### [Reading text]
DPO-LN serves as the primary training objective. The learning rate is set to \(5 \times 10^{-9}\) for the Temporal Transformer and \(1 \times 10^{-6}\) for the Depth Transformer, with a batch size of 16, trained for one epoch on the dataset. The final data mixture includes 93,490 preference pairs, consisting of 27% purely temporal issues and 73% content-related issues. Variations such as SimPO and APO-Zero are also compared.

Key Experimental Results¶

Main Results: Comparison of Alignment Methods¶

Algorithm	WebQA	LlamaQA	TriviaQA	Avg QA	ALERT	XSTest	Avg Safety
Moshi-Instruct (Baseline)	25.8	60.3	22.1	36.1	80.0	61.8	70.9
DPO	26.3	58.7	23.5	36.2	83.2	67.6	75.4
SimPO	30.2	59.3	25.2	38.2	85.7	60.4	73.1
APO-Zero	30.0	61.7	25.4	39.0	85.6	70.2	77.9
DPO-LN	30.0	62.3	25.4	39.2	85.3	70.4	77.8

Ablation Study: Effect of Preference Data Types¶

Data Type	Count	Avg QA	Avg Safety	Replay Length
Type-A (Content only)	30,045	36.7	67.7	26.5
Type-B (Interruption)	16,177	37.2	70.1	26.1
Type-C (Silence)	72,223	39.4	77.2	88.5
B+C	88,400	39.6	76.6	87.0
All (Unique context)	154,301	39.8	77.8	81.2
Final mix	93,490	39.2	77.8	51.4

Key Findings¶

Type-C (silence) contributes the most: Using it alone brings a +3.3% QA improvement and +6.3% safety improvement, but significantly increases the speaking rate (Replay Length surges from 20.8 to 88.5).

### [Exercise data]

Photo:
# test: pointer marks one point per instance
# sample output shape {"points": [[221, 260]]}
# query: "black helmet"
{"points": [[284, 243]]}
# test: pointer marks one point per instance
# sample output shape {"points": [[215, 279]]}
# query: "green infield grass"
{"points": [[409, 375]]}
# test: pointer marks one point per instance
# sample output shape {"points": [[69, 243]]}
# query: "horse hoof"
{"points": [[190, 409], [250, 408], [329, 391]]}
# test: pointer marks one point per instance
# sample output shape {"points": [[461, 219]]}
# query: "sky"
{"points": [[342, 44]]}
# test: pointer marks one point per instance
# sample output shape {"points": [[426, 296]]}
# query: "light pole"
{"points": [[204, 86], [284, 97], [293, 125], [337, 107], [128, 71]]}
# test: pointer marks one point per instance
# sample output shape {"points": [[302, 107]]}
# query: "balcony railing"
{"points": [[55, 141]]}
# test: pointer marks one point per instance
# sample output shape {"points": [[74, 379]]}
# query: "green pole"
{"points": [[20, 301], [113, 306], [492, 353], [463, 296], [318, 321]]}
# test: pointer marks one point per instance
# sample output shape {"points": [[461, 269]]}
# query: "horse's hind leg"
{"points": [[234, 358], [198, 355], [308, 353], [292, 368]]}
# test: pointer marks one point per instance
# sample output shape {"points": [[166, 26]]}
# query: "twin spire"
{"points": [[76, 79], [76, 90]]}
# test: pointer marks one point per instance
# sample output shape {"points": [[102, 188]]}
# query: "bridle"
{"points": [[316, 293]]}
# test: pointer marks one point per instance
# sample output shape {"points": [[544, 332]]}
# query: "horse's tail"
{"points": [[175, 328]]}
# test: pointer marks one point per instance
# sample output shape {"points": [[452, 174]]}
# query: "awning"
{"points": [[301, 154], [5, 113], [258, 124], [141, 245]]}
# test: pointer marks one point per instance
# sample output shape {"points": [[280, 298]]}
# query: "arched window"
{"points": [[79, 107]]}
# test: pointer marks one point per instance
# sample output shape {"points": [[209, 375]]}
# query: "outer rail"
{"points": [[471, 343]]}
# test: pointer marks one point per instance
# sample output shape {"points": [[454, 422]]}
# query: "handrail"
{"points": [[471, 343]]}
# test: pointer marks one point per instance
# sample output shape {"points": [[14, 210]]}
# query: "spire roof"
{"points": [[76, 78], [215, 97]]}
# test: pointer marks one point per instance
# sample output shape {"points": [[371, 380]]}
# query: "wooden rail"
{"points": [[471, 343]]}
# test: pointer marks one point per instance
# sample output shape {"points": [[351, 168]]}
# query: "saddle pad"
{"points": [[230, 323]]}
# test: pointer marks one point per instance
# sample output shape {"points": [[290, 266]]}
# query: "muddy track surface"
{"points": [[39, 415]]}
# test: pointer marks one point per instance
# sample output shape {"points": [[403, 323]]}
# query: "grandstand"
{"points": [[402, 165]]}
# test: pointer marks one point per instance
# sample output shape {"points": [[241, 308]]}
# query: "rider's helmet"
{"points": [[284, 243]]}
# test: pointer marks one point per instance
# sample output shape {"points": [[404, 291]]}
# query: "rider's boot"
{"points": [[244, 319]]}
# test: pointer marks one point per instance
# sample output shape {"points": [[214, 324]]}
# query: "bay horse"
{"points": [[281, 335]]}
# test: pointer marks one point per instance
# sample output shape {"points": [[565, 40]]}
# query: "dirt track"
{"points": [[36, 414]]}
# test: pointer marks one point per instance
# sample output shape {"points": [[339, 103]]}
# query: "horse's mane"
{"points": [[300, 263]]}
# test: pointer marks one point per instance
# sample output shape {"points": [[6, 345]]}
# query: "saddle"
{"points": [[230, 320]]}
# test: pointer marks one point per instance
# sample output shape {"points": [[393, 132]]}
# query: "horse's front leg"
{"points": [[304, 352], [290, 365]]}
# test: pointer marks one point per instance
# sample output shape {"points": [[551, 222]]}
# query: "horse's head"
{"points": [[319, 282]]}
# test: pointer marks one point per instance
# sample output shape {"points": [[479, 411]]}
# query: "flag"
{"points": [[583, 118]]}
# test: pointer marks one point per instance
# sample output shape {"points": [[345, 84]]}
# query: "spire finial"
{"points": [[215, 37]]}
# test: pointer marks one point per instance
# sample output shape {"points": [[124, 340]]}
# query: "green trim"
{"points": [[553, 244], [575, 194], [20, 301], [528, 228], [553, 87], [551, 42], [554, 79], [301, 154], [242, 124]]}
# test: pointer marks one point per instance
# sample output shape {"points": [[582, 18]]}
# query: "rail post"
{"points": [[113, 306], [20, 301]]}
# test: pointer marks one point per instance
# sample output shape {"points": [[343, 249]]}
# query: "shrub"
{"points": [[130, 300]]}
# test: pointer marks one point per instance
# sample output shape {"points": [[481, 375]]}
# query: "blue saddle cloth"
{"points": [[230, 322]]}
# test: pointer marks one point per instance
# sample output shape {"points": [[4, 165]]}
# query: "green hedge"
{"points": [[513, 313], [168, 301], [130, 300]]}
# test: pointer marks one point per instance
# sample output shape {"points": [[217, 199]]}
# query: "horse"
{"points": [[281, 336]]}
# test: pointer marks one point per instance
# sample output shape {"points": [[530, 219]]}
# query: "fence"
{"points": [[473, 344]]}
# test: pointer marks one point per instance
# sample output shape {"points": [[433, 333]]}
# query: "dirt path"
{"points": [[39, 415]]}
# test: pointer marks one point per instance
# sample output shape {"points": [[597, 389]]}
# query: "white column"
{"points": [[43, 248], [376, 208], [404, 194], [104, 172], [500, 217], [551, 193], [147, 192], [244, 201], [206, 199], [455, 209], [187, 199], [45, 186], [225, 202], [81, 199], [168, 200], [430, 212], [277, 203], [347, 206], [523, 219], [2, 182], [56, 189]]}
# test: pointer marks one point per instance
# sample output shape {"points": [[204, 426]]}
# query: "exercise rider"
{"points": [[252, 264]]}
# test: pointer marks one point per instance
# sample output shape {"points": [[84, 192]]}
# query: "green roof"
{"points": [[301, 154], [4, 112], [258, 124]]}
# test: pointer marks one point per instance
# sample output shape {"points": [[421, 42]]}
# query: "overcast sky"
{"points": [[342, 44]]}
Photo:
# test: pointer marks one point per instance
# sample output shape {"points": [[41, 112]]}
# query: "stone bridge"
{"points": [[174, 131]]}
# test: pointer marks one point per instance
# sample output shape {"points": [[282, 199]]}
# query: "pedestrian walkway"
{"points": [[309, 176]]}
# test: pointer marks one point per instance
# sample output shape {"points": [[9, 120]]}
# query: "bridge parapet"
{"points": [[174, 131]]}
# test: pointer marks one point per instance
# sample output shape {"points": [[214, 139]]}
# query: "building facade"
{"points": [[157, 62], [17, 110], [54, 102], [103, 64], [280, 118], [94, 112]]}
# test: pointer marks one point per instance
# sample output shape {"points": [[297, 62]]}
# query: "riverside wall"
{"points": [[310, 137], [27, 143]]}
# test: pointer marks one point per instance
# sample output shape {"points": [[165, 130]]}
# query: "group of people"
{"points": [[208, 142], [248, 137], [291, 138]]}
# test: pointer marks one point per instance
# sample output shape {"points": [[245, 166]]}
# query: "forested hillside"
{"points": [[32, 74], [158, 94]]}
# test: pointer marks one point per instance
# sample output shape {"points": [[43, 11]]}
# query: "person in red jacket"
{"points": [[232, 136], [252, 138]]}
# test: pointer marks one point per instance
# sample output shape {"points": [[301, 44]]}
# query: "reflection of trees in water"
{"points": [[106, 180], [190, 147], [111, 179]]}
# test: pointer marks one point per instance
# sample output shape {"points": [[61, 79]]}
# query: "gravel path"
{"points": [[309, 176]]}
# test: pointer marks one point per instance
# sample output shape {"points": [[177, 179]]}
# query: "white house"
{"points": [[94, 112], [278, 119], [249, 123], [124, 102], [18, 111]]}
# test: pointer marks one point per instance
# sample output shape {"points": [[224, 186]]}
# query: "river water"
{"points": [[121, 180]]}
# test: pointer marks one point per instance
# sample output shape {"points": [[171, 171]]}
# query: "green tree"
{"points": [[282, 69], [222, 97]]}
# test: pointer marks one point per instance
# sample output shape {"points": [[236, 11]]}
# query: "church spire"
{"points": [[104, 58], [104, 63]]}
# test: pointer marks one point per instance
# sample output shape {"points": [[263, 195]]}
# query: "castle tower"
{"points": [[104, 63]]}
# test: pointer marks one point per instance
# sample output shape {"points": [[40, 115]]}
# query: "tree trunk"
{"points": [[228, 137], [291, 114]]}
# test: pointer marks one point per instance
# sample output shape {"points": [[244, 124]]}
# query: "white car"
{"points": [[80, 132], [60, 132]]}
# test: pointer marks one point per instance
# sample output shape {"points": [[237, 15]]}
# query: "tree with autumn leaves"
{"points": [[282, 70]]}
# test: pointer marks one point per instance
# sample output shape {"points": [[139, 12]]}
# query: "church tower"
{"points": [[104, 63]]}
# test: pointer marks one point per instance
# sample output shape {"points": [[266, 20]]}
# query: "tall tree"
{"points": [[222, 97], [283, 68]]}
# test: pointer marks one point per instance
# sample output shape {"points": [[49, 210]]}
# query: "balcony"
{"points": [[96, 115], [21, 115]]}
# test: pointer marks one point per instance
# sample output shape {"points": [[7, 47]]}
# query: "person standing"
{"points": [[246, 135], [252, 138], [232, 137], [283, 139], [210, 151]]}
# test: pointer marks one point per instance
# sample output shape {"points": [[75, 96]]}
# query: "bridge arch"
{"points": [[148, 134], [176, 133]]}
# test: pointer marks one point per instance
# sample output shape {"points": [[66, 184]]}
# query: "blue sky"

### [To do]
**a)** In the text on preference alignment for Moshi, how many preference pairs make up the final data mixture?
**b)** Continue the text on preference alignment for Moshi from where it stops.

### [Responses per task]
**a)** 93,490

**b)**
The Type-B+C combination suppresses the excessive speaking rate while maintaining the improvements in QA and safety.
DPO solely on text tokens significantly outperforms joint text+audio DPO: Joint training yields an average QA score of only ~35, which is about 4 points lower than the 39.2 scored by text-only.
Cross-model transferability: Directly reusing preference data on models with different voices remains effective (safety +11.0), but the speaking rate control degrades.

Highlights & Insights¶

First work on preference alignment for full-duplex spoken dialogue: This study fills the massive gap between spoken dialogue AI and textual LLM alignment. The entire framework, from data construction to training and evaluation, is novel.
Counter-intuitive finding of "aligning only on text tokens": Although the model simultaneously generates both text and audio, preference learning is most effective when conducted purely within the text space. Synthesized audio does not guarantee superior acoustic quality, a finding that offers valuable guidance for future multimodal alignment research.
Temporal preference as a unique dimension of spoken dialogue: Issues like interruption and silence are non-existent in textual dialogues. Decoupling content and temporal preferences and analyzing their mixture ratio reveals the unique complexity of speech-based alignment.

Limitations & Future Work¶

Re-synthesizing user voice with TTS loses speaker identity and subtle prosody cues, which may impact the realism of the preference data.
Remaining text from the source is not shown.